Could you repeat every item below, requests included, with each x and y point coordinate in the answers multiplied by 1.5 and rounded to a whole number, halves going up?

• • • •

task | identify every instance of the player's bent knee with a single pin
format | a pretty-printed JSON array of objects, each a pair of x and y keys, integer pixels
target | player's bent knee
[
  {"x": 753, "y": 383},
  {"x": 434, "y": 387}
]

• • • •

SOLUTION TO THIS PROBLEM:
task | identify every instance of the player's bent knee with a single pin
format | a pretty-printed JSON array of objects, each a pair of x and y keys, integer pixels
target | player's bent knee
[
  {"x": 1130, "y": 575},
  {"x": 651, "y": 581}
]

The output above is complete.